请从下面的列表中摘出所有含有字符串“fingernail”的行，匹配时区分大小写。

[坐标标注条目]

★ ★ ★ ★ ★ ★ ★

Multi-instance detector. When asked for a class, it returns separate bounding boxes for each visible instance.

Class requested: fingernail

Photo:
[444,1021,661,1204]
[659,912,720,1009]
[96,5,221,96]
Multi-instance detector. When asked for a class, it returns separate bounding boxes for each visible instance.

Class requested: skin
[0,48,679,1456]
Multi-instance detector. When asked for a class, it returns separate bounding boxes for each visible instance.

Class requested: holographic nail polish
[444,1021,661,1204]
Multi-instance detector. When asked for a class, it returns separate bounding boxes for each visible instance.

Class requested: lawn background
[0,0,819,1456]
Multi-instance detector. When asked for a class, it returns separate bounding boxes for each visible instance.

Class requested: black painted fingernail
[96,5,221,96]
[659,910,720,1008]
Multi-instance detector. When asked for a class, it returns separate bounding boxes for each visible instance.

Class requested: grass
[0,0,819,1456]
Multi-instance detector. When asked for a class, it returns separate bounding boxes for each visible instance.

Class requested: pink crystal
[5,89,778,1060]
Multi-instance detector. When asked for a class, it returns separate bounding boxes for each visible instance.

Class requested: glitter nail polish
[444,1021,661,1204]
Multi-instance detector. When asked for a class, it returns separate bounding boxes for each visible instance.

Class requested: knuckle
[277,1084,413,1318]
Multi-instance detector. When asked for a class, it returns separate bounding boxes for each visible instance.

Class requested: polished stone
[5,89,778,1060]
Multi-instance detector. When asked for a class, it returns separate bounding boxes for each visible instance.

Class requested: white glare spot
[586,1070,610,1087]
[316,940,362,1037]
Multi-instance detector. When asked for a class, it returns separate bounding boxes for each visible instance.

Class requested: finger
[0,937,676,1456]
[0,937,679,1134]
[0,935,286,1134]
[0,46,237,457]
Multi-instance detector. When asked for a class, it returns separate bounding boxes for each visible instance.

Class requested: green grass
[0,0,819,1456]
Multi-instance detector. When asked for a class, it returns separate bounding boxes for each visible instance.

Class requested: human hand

★ ★ ★ ★ ★ ★ ★

** 作答 **
Class requested: fingernail
Class requested: black painted fingernail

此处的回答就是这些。